+++ DATA ENTRIES

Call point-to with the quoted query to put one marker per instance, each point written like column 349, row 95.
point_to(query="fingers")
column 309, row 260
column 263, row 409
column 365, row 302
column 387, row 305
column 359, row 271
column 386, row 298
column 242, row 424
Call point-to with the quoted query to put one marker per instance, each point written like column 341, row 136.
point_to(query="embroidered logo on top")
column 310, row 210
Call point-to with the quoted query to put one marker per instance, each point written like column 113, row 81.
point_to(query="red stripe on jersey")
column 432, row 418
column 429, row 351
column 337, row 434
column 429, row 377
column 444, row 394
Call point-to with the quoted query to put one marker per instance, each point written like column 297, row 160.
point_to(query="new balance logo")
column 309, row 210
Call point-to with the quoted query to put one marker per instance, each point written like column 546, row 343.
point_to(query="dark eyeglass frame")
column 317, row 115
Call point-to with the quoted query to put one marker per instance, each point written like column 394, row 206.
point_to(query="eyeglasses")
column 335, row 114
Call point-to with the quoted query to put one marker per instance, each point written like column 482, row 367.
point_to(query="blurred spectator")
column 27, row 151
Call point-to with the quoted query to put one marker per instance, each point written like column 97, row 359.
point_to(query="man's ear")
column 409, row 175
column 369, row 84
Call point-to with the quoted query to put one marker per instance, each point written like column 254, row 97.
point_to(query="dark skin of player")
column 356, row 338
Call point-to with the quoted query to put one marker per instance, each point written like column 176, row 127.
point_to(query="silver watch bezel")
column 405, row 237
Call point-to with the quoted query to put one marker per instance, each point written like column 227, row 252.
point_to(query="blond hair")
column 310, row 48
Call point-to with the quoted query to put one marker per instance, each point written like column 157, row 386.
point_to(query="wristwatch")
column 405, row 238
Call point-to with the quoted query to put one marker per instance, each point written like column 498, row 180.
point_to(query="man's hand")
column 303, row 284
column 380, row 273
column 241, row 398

++++++

== GIVEN TASK ==
Reproduce all of the material above, changing every "marker" to "pin" and leaving everything else unchanged.

== CORRECT ANSWER ==
Call point-to with the quoted query to put one pin per instance, each point written like column 349, row 95.
point_to(query="fingers")
column 309, row 260
column 263, row 409
column 365, row 302
column 387, row 305
column 359, row 271
column 386, row 298
column 242, row 424
Call point-to with the quoted query to put one pin per instance, each point written like column 341, row 136.
point_to(query="embroidered logo on top")
column 310, row 210
Call point-to with the quoted query to put one pin per instance, each point written like column 113, row 81.
point_to(query="red stripe on jersey")
column 432, row 418
column 429, row 351
column 337, row 434
column 429, row 377
column 444, row 394
Call point-to with the quoted query to put one pin per instance, each point written like column 297, row 160.
point_to(query="new balance logo")
column 309, row 210
Call point-to with the quoted query to put one pin per instance, each point written like column 546, row 343.
point_to(query="dark eyeglass frame")
column 317, row 115
Call point-to with the quoted query to put one pin per instance, each point written like column 394, row 206.
point_to(query="eyeglasses")
column 335, row 114
Call point-to with the quoted query to put one pin per instance, each point written like column 482, row 367.
point_to(query="blurred spectator")
column 27, row 151
Call point-to with the quoted query to put one pin per instance, each point written like column 97, row 359.
point_to(query="man's ear")
column 409, row 175
column 369, row 84
Call point-to with the quoted query to put one pin per instance, each point written like column 254, row 97.
point_to(query="dark skin of player")
column 356, row 338
Call point-to with the quoted query to put one pin per instance, each point written like column 176, row 127.
point_to(query="silver watch bezel")
column 405, row 237
Call point-to with the quoted query to put one pin per instance, each point written like column 227, row 252.
point_to(query="blond hair")
column 310, row 48
Call point-to with the quoted query to put one pin per instance, each point written like column 157, row 386.
point_to(query="wristwatch")
column 405, row 238
Call point-to with the quoted query to put one pin per instance, each point written like column 498, row 180.
point_to(query="man's hand")
column 303, row 284
column 380, row 273
column 241, row 398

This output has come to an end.